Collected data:

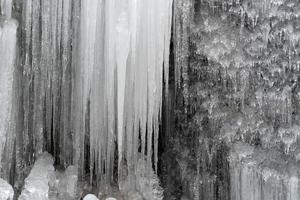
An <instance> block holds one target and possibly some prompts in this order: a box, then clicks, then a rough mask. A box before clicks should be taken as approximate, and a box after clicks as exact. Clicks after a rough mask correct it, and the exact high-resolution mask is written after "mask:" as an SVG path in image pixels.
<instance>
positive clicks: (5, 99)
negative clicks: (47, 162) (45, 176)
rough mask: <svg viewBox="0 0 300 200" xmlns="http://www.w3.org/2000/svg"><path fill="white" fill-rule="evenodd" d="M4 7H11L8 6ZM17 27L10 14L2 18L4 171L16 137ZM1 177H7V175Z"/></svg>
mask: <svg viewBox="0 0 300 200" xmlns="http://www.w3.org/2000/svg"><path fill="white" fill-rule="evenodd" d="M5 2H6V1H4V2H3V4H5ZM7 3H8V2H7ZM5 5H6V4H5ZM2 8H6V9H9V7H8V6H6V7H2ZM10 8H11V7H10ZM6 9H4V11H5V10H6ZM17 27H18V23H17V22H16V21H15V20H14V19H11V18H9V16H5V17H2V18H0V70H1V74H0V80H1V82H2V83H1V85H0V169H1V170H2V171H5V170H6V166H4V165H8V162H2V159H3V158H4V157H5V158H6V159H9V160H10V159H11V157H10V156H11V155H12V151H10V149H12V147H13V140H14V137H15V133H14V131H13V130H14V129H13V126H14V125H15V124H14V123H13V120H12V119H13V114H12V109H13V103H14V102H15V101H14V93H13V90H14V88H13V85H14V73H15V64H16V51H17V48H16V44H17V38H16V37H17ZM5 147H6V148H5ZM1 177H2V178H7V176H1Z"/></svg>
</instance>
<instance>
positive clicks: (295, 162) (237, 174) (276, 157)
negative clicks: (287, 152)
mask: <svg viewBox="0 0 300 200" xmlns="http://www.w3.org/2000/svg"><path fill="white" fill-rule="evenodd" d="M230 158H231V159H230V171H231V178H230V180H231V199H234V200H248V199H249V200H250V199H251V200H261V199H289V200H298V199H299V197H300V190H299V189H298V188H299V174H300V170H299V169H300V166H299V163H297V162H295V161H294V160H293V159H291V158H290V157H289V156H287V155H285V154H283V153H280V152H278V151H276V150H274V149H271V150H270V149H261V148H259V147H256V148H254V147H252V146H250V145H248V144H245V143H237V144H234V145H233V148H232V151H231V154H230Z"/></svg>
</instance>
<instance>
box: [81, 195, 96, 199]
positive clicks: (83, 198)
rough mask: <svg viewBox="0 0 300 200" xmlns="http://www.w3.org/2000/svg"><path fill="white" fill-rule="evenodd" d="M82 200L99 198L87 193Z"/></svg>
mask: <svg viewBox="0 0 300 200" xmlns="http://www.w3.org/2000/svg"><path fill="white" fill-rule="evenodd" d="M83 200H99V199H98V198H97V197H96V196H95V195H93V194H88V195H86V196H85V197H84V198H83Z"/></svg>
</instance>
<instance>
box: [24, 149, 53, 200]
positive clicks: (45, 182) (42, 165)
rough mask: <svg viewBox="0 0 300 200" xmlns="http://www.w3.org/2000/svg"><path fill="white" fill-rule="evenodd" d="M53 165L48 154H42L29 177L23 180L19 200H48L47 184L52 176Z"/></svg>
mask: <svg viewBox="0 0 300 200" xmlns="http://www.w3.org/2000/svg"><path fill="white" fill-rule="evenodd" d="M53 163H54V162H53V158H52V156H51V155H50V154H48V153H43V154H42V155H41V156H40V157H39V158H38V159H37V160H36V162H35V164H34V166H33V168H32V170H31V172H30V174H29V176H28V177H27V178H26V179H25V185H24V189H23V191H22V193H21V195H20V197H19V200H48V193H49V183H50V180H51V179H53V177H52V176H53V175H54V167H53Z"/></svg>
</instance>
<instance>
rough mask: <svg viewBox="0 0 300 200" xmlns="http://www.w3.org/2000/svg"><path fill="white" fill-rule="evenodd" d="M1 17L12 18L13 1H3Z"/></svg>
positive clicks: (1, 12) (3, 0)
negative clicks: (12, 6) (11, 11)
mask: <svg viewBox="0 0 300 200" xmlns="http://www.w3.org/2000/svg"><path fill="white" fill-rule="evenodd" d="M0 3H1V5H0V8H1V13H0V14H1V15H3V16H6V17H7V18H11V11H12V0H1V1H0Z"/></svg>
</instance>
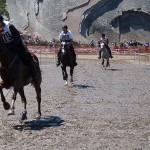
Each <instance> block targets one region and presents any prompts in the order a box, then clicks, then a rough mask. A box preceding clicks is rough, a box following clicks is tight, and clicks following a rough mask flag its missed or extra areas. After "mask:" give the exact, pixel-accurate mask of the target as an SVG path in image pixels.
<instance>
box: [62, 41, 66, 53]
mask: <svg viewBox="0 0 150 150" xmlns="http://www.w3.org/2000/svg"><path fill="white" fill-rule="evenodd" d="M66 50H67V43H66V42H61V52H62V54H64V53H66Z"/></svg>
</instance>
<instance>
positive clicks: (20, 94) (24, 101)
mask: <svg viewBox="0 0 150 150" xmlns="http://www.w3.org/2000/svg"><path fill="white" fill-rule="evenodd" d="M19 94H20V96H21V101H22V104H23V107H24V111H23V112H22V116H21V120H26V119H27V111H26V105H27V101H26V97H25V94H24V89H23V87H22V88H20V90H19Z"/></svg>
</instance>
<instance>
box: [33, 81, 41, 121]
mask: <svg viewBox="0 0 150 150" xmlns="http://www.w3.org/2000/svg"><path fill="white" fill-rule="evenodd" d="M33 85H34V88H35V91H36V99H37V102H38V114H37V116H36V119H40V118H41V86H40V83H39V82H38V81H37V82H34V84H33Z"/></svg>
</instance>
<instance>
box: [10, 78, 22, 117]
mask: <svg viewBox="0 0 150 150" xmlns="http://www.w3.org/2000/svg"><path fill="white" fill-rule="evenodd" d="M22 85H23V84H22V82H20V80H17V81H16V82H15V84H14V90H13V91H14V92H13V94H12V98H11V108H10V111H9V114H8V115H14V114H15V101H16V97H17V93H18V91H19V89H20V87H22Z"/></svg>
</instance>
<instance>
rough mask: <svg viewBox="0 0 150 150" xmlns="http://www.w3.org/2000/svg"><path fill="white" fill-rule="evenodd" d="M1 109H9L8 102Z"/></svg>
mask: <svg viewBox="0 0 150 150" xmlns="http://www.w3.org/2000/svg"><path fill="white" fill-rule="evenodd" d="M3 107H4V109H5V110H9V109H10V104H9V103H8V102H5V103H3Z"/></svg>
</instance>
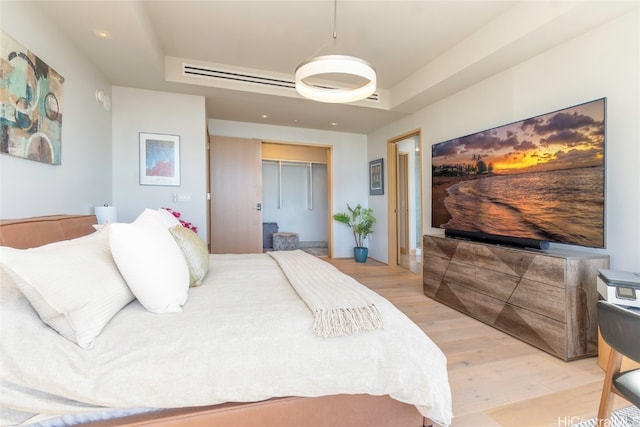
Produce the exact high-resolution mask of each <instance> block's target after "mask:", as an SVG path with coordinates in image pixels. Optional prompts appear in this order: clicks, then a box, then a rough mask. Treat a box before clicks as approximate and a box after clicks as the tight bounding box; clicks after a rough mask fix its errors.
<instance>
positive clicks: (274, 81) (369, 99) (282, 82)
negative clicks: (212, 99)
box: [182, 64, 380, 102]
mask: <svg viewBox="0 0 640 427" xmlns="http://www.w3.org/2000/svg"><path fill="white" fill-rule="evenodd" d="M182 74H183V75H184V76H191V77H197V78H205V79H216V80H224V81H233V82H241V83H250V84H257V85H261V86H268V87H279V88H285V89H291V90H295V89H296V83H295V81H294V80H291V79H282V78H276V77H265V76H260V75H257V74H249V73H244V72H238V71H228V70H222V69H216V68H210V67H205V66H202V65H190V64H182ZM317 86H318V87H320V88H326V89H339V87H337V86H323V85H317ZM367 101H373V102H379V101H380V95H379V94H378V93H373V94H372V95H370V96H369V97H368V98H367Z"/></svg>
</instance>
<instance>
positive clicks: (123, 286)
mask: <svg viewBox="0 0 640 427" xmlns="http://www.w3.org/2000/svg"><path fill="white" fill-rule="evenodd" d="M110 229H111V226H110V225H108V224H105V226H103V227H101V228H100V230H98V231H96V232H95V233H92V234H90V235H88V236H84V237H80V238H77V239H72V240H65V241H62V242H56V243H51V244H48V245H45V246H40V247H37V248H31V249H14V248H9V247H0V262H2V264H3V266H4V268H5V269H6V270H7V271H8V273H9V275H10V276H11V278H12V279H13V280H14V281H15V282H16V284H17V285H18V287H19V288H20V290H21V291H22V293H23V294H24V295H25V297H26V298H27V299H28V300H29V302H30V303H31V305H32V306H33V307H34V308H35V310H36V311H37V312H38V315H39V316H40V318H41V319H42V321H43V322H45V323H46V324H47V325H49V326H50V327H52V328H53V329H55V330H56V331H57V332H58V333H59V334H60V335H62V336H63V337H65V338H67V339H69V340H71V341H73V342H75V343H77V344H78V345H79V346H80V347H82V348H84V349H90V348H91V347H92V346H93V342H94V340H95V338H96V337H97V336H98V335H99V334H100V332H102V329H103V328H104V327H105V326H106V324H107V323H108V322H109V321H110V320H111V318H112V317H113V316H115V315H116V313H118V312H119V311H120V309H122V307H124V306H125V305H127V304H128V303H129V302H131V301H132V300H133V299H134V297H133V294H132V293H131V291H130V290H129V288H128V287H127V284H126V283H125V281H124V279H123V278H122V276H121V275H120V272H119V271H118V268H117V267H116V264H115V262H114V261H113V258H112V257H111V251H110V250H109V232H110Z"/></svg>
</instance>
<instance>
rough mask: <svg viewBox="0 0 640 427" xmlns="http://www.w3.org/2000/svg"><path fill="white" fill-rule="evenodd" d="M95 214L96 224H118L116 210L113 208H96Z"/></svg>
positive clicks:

# TO DO
From the start of the listing through the line containing "7H11L8 6ZM17 27L10", inclusive, write the lines out again with "rough mask" changed to "coarse mask" everywhere and nothing else altered. Leave the pictures out.

# SOLUTION FOR THIS EXERCISE
An <instance> block holds one target and possibly some prompts in this order: a box, then clicks, then a coarse mask. A box before clicks should be taken as approximate, and a box after clicks as exact. Clicks after a coarse mask correct it, and the exact high-resolution mask is written after "mask:" as an SVG path in image pixels.
<instance>
positive clicks: (5, 99)
negative clicks: (47, 162) (45, 176)
coarse mask: <svg viewBox="0 0 300 200" xmlns="http://www.w3.org/2000/svg"><path fill="white" fill-rule="evenodd" d="M4 7H11L8 6ZM17 27L10 14L2 18L4 171L16 137ZM1 177H7V175Z"/></svg>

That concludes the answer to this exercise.